* _AUFGABE_
Welcher Ort ist laut dem Ausgangstext zu den Schiedsklauseln im Zusatz zum Rahmenvertrag als Sitz des Schiedsverfahrens bestimmt?

* _AUSGANGSTEXT_
Die Parteien hatten zunächst im Jahr 2000 einen Exklusivvertrag geschlossen, welcher die Rahmenbedingungen für ihre Zusammenarbeit festlegte und nicht nur die Geltung schweizerischen Rechts "für diesen Vertrag", sondern ausdrücklich auch den Abschluss separater Lieferverträge vorsah. Der Rahmenvertrag wurde 2004 geändert und 2006 mit folgendem Zusatz versehen: "Streitigkeiten...aus oder im Zusammenhang mit diesem Vertrag...sind durch ein Schiedsverfahren gemäß der Internationalen Schiedsordnung der Schweizerischen Handelskammern zu entscheiden... Der Sitz des Schiedsverfahrens ist Zürich...".
Der Liefervertrag vom 5. Mai 2005, auf welchen die Antragstellerin ihre Klage vor dem Schiedsgericht in Moskau stützte, enthält den Passus: "Alle Streitigkeiten und Meinungsverschiedenheiten, die bei der Erfüllung des Vertrages entstehen, unterliegen, unter Ausschluss des allgemeinen Gerichtsweges, dem Schiedsspruch der Internationalen Handels-Schiedskommission bei der Kammer für Handel und Industrie der Russischen Föderation auf Basis des dortigen Reglements." Zudem haben die Parteien russisches Recht vereinbart. Der Liefervertrag vom 5. Mai 2005 enthält eigenständige Zahlungs- und Fälligkeitsregeln.

Einträge mit Koordinatenannotationen:
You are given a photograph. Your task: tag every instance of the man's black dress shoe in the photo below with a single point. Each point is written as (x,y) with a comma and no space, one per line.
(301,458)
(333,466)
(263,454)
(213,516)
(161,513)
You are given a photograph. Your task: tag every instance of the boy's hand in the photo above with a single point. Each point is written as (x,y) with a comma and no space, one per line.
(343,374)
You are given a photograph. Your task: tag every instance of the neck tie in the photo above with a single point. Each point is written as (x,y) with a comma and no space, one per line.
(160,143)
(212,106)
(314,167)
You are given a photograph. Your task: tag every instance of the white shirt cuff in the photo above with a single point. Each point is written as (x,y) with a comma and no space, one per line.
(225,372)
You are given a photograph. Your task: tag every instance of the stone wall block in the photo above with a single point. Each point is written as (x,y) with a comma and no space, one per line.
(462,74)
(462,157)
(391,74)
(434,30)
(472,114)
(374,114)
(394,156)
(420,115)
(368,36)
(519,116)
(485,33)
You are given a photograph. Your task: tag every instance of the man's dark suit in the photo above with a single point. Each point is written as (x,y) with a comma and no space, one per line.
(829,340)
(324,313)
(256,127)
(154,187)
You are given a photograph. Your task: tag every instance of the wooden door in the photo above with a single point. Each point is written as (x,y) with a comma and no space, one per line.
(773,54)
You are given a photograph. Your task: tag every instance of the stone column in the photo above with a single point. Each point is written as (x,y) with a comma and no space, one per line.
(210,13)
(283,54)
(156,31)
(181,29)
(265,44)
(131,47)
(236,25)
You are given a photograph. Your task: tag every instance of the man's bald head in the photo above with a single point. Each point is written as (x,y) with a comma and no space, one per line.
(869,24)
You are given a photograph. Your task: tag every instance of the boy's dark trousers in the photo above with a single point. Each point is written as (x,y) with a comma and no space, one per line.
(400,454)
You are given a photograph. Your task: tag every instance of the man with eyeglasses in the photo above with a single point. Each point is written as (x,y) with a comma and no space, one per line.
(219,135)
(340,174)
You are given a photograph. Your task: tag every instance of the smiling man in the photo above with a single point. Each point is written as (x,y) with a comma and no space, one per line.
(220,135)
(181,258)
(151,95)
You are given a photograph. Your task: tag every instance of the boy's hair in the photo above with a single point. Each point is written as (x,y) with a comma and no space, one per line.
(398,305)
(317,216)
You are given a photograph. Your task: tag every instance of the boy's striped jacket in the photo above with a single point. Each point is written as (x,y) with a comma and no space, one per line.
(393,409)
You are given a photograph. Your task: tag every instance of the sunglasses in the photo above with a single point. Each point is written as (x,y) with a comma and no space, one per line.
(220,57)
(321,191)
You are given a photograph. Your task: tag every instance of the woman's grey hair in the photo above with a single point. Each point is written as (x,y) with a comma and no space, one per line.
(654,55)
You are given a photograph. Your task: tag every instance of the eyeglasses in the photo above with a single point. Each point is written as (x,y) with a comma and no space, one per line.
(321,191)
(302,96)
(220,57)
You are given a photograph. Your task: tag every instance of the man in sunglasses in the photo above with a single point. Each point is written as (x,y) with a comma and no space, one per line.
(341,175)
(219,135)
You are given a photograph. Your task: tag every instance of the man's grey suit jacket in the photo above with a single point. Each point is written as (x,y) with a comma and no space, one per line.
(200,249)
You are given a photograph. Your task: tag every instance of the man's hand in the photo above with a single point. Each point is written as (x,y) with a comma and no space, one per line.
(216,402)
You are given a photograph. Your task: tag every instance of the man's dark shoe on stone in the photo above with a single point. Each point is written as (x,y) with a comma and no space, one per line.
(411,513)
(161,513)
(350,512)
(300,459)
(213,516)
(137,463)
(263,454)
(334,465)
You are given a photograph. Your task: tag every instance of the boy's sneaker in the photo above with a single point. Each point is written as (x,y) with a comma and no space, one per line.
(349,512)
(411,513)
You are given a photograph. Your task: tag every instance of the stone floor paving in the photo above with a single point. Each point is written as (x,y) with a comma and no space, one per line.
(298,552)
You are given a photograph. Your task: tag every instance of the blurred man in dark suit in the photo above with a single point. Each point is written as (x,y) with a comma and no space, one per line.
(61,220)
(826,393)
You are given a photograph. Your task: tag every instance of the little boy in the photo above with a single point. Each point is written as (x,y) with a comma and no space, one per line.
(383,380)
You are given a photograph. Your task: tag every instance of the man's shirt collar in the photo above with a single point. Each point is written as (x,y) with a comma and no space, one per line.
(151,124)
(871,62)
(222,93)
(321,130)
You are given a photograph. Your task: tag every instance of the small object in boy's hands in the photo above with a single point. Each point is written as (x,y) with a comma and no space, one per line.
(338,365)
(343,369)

* _LÖSUNG_
Zürich.